• _WHAT THE TASK ASKS_: Beginning with the line where "cloudy sky in this photo." appears, retype every remaining line of the data below, both the first and last included.
_ _ _ _ _
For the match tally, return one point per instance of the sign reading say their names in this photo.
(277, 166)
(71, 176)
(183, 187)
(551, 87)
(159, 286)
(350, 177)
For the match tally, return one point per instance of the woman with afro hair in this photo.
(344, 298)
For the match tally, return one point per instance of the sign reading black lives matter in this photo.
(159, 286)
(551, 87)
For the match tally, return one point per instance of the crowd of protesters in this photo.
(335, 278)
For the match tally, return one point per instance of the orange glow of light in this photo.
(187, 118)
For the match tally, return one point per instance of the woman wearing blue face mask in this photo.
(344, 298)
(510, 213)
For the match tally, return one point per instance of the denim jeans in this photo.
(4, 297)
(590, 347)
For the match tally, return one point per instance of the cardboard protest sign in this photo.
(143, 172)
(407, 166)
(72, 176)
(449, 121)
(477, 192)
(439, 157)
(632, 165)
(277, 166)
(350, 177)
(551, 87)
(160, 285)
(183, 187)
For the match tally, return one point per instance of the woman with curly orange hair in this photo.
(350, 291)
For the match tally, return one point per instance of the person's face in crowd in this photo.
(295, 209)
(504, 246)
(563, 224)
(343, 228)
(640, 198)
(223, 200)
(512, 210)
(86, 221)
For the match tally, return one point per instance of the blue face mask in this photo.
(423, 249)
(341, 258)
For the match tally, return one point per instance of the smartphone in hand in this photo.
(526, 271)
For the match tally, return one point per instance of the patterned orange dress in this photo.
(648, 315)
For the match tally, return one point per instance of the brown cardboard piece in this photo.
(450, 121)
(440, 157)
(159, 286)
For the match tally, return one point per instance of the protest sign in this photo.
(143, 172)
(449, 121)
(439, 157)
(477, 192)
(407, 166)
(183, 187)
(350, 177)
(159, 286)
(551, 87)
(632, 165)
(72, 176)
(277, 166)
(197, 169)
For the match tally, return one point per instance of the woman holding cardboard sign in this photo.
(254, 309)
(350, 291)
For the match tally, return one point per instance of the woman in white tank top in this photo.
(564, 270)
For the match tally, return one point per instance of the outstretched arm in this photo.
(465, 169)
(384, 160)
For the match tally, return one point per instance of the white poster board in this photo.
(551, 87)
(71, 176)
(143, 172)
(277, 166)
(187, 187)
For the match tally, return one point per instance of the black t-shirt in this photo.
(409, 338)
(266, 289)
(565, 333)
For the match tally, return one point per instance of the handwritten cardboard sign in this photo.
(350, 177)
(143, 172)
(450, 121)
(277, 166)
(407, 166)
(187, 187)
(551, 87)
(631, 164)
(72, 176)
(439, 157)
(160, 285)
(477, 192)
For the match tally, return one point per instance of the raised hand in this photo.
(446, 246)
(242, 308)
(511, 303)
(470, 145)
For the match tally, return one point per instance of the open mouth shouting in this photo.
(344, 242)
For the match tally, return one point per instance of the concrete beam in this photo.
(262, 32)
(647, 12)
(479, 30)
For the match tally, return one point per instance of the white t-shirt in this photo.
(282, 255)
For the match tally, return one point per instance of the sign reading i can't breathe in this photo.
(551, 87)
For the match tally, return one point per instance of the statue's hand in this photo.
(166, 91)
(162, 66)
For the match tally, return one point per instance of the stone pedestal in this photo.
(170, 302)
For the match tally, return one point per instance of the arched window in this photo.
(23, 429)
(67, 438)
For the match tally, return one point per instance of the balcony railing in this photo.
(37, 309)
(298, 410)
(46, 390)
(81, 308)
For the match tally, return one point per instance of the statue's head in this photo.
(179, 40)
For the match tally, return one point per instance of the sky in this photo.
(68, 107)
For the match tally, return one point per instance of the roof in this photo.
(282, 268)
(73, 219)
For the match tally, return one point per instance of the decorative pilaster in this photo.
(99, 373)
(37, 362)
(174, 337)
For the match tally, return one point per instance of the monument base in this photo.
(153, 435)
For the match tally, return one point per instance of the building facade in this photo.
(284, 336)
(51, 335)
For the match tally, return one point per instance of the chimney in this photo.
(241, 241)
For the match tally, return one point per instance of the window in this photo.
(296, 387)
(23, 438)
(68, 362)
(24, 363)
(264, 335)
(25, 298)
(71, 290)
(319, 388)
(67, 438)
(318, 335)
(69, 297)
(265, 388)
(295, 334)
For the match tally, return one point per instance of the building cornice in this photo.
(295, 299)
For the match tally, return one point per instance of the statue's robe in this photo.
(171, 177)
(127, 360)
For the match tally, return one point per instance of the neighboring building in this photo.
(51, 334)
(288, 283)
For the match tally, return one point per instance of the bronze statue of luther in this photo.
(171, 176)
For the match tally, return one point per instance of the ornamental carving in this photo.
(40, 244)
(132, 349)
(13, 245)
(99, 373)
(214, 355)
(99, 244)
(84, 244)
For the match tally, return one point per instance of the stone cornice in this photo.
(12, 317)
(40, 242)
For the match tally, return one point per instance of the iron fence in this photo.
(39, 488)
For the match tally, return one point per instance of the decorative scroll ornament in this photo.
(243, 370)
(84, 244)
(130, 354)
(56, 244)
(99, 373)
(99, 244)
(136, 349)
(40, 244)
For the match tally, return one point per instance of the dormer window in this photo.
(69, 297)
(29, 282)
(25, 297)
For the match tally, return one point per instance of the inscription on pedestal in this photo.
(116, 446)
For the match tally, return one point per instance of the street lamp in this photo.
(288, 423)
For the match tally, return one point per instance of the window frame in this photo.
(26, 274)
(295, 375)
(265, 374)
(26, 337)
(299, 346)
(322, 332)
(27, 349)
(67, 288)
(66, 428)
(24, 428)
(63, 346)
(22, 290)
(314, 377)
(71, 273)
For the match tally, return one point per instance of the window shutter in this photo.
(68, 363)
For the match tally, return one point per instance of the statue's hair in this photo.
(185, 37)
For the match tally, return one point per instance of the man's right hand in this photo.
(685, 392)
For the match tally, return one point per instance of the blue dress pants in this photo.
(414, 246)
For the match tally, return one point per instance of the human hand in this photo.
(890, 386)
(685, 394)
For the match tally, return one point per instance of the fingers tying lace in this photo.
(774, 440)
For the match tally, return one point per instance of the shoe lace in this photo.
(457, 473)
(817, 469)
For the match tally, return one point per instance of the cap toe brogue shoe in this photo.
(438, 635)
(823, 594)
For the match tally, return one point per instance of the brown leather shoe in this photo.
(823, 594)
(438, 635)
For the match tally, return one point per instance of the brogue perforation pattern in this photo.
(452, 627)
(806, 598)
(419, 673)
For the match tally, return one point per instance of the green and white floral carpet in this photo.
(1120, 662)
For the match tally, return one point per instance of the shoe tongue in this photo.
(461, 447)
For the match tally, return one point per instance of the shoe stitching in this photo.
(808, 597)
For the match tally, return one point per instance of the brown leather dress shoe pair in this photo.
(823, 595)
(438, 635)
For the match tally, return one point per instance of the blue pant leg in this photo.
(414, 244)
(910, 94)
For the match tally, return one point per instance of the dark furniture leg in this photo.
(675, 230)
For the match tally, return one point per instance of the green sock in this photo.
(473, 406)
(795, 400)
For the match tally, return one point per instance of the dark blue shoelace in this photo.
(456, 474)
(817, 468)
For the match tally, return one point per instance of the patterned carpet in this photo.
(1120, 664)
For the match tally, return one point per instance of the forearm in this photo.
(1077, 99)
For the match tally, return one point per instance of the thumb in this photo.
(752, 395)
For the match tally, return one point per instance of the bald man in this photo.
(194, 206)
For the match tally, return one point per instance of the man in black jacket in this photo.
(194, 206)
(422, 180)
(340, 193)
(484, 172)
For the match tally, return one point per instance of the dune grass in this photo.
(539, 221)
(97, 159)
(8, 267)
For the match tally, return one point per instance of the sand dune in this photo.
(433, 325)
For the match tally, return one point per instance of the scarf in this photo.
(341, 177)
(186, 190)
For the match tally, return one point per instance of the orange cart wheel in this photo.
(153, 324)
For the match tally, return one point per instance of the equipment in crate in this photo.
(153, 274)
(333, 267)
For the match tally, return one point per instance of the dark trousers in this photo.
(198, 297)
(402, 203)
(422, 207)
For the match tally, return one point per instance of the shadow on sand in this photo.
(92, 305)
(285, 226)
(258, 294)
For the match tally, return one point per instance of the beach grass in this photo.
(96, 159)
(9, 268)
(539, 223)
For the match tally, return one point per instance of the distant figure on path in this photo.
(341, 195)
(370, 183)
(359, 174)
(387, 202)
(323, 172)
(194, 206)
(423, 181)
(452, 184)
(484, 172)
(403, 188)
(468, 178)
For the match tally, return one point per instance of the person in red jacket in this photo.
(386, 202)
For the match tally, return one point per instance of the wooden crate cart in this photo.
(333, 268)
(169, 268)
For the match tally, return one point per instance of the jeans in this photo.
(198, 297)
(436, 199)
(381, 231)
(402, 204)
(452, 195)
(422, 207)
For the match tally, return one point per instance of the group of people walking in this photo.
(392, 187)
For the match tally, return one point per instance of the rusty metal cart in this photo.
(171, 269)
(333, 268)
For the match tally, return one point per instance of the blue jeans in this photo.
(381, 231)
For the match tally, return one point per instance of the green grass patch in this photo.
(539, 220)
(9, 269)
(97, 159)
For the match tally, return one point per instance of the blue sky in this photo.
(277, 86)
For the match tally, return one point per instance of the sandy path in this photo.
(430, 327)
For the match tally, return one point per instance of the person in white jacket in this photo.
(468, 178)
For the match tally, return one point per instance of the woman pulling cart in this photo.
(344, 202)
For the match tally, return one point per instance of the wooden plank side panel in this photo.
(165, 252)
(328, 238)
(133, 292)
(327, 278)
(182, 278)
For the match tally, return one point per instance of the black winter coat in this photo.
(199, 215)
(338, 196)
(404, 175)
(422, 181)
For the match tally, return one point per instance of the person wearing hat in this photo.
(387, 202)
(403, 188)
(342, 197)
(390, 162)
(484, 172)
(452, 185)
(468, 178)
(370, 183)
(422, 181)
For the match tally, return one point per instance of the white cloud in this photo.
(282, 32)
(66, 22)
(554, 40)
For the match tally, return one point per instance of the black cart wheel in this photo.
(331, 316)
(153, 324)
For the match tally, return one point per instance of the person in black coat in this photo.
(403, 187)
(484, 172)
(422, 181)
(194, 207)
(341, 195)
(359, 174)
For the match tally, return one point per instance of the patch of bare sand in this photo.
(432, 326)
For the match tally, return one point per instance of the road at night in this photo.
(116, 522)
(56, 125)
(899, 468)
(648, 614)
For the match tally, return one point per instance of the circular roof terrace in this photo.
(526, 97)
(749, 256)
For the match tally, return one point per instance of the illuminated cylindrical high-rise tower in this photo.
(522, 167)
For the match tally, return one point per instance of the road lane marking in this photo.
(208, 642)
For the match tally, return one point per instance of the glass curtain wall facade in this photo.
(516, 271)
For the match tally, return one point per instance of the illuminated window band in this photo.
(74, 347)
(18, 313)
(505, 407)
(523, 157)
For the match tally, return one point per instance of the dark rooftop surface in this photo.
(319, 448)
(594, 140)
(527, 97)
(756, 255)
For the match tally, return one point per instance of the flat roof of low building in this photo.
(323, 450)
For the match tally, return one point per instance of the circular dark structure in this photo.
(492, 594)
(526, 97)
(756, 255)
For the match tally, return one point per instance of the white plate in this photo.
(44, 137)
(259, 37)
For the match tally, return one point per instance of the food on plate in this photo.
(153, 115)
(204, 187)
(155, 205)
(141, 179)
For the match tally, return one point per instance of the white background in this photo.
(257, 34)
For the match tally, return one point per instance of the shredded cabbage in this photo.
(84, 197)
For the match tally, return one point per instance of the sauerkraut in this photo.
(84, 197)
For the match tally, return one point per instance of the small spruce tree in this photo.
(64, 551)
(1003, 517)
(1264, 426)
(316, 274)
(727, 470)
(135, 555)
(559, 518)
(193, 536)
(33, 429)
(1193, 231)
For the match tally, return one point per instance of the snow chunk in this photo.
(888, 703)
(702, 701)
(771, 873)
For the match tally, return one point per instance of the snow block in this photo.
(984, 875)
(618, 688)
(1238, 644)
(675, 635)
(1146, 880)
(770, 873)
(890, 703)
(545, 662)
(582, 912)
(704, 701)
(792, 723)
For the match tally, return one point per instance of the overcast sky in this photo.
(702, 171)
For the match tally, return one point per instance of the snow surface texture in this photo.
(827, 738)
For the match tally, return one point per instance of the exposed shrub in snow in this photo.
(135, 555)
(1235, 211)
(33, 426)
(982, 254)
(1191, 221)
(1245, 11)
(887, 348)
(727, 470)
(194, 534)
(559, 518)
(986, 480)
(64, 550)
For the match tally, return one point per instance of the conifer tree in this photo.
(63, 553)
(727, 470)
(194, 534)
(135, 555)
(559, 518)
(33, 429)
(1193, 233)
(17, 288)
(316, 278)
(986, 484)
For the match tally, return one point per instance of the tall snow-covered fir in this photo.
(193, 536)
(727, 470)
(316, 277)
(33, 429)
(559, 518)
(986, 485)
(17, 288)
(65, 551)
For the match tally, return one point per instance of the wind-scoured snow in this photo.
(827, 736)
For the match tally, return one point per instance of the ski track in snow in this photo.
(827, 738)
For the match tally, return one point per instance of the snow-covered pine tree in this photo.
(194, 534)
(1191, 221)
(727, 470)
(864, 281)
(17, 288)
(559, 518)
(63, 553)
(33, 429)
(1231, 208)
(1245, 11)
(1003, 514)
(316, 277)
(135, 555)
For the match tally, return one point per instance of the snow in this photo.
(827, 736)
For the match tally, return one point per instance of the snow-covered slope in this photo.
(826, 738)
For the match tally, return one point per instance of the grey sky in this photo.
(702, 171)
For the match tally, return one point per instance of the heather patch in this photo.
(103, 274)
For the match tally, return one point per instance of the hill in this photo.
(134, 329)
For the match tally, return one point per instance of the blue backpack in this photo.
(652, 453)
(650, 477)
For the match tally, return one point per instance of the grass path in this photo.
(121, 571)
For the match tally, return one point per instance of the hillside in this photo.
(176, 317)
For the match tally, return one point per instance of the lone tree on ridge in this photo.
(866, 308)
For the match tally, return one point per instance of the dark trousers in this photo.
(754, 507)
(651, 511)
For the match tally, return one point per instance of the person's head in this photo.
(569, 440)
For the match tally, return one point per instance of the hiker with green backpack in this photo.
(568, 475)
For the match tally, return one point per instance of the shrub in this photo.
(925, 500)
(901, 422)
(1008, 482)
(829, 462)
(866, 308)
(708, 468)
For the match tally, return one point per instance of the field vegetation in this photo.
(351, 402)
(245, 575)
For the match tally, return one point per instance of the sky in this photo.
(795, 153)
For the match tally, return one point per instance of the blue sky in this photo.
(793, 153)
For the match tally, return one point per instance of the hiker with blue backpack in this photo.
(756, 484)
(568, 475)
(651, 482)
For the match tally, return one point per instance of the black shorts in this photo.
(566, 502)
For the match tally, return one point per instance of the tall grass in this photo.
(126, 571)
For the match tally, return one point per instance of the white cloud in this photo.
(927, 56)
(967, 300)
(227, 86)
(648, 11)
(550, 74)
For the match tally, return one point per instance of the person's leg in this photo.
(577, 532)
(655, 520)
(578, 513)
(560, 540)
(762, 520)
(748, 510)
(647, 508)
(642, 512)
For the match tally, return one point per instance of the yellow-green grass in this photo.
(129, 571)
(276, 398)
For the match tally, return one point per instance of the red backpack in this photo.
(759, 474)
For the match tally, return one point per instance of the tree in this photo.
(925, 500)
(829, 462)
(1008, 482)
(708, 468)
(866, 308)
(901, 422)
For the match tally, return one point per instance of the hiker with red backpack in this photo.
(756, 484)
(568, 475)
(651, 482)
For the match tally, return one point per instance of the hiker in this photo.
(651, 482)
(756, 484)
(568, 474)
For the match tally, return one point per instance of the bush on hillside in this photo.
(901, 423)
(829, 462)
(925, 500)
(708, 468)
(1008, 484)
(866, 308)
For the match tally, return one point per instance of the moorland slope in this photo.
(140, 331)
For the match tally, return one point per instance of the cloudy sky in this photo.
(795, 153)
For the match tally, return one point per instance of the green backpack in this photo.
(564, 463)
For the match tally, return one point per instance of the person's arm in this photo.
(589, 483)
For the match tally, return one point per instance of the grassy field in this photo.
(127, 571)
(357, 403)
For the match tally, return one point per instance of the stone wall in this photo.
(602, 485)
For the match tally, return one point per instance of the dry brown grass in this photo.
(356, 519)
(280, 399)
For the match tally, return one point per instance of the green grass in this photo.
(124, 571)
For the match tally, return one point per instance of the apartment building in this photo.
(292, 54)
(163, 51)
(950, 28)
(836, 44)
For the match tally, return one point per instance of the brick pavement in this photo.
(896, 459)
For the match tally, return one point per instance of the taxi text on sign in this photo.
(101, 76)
_ _ _ _ _
• _ANSWER TO THIS TASK_:
For the match tally, return one point per instance of the cloudy sky in this photo.
(795, 153)
For the match tally, return one point per instance of the green backpack in this photo.
(564, 463)
For the match tally, return one point per instance of the person's arm in this photo.
(589, 483)
For the match tally, return one point per instance of the grassy field in this photo.
(127, 571)
(357, 403)
For the match tally, return one point per instance of the stone wall in this photo.
(602, 485)
For the match tally, return one point per instance of the dry brown grass in this photo.
(356, 519)
(280, 399)
For the match tally, return one point per instance of the green grass in this photo.
(124, 571)
For the match tally, return one point per instance of the apartment building in this photo.
(292, 54)
(163, 51)
(950, 28)
(836, 44)
For the match tally, return one point per instance of the brick pavement in this photo.
(896, 459)
For the match tally, return one point per instance of the taxi text on sign in this photo.
(101, 76)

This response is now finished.